Source material start
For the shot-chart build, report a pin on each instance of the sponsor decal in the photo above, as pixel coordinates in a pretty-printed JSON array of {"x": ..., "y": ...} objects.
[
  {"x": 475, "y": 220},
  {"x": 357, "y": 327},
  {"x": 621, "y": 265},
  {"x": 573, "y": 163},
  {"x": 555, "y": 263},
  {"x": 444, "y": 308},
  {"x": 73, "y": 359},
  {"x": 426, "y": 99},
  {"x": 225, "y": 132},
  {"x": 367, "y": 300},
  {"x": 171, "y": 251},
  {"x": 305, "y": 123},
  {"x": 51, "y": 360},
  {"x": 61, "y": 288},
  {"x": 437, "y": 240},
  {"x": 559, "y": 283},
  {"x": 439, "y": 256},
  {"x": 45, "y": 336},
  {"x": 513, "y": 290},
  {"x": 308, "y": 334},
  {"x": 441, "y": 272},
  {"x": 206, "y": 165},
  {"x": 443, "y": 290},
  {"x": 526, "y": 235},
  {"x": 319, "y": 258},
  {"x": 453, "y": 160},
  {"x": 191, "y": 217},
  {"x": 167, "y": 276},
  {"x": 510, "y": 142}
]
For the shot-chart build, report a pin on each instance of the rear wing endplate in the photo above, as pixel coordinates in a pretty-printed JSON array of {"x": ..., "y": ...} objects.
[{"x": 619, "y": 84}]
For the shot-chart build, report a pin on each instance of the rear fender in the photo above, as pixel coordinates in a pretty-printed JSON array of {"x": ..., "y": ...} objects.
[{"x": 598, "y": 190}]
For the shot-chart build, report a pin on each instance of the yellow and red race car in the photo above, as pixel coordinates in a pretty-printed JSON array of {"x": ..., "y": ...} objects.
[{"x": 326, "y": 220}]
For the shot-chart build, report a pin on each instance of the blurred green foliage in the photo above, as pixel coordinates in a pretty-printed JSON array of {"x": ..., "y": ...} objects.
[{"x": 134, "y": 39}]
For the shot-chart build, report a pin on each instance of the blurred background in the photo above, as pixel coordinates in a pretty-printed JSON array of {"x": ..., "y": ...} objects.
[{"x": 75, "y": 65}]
Source material end
Reformat the lines above as a numbered list, omitting any blank lines.

1. For the shot-chart build, report a pin on each instance of the sponsor decal in the photo above, as pixel coordinates in a pretty-printed JSON array of {"x": ..., "y": ...} objects.
2. [
3.   {"x": 475, "y": 220},
4.   {"x": 357, "y": 327},
5.   {"x": 621, "y": 265},
6.   {"x": 573, "y": 163},
7.   {"x": 555, "y": 263},
8.   {"x": 444, "y": 308},
9.   {"x": 73, "y": 359},
10.   {"x": 426, "y": 99},
11.   {"x": 225, "y": 132},
12.   {"x": 367, "y": 300},
13.   {"x": 171, "y": 251},
14.   {"x": 305, "y": 123},
15.   {"x": 51, "y": 360},
16.   {"x": 61, "y": 288},
17.   {"x": 437, "y": 240},
18.   {"x": 559, "y": 283},
19.   {"x": 439, "y": 256},
20.   {"x": 45, "y": 336},
21.   {"x": 513, "y": 290},
22.   {"x": 308, "y": 334},
23.   {"x": 441, "y": 272},
24.   {"x": 206, "y": 165},
25.   {"x": 443, "y": 290},
26.   {"x": 526, "y": 235},
27.   {"x": 319, "y": 258},
28.   {"x": 453, "y": 160},
29.   {"x": 191, "y": 217},
30.   {"x": 167, "y": 276},
31.   {"x": 510, "y": 142}
32. ]
33. For the shot-chart build, report a pin on each instance of the rear wing endplate in the photo above, as pixel coordinates in a pretty-printed JSON array of {"x": ..., "y": ...} objects.
34. [{"x": 619, "y": 84}]
35. For the shot-chart build, report a pin on each instance of the rear fender in the photo above, as pixel coordinates in a pretty-printed JSON array of {"x": ..., "y": ...} objects.
36. [{"x": 598, "y": 190}]
37. For the shot-chart build, report a pin on each instance of the yellow and red race car in the photo above, as pixel coordinates in a pretty-printed JSON array of {"x": ..., "y": ...} objects.
38. [{"x": 326, "y": 220}]
39. For the shot-chart build, report a pin on each instance of the blurred green foliage in the photo above, as pixel coordinates in a pretty-printed JSON array of {"x": ..., "y": ...} objects.
40. [{"x": 134, "y": 39}]
41. For the shot-chart build, report a pin on each instance of the blurred background in the photo above, as pixel coordinates in a pretty-printed JSON array of {"x": ..., "y": ...} objects.
42. [{"x": 75, "y": 65}]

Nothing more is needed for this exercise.